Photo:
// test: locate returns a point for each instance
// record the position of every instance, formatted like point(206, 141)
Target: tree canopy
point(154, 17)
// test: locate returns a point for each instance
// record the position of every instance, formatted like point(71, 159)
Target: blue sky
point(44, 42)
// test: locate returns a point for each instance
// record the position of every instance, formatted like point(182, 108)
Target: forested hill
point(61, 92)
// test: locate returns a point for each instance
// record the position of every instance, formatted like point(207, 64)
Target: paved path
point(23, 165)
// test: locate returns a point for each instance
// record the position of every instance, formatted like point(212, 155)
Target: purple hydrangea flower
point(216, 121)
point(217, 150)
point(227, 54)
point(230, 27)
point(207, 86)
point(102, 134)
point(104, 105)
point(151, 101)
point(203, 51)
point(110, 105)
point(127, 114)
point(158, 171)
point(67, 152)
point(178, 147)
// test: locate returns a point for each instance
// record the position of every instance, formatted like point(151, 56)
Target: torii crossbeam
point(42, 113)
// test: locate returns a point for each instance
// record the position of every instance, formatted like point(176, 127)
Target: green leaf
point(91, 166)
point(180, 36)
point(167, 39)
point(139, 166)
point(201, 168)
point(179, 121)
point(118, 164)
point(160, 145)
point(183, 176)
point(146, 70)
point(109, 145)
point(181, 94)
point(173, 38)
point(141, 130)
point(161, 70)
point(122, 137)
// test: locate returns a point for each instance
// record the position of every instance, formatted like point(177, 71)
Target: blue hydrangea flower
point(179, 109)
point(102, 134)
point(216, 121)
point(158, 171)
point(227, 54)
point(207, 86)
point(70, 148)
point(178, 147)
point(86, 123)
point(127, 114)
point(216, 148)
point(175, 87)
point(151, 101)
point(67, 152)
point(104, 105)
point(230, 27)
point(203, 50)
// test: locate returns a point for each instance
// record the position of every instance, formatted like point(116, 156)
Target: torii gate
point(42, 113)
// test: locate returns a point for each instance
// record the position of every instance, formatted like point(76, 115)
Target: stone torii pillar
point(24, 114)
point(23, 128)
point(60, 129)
== == ==
Count the lines in the material above that contain the string "record". Reply with the number alone.

Result of this task:
10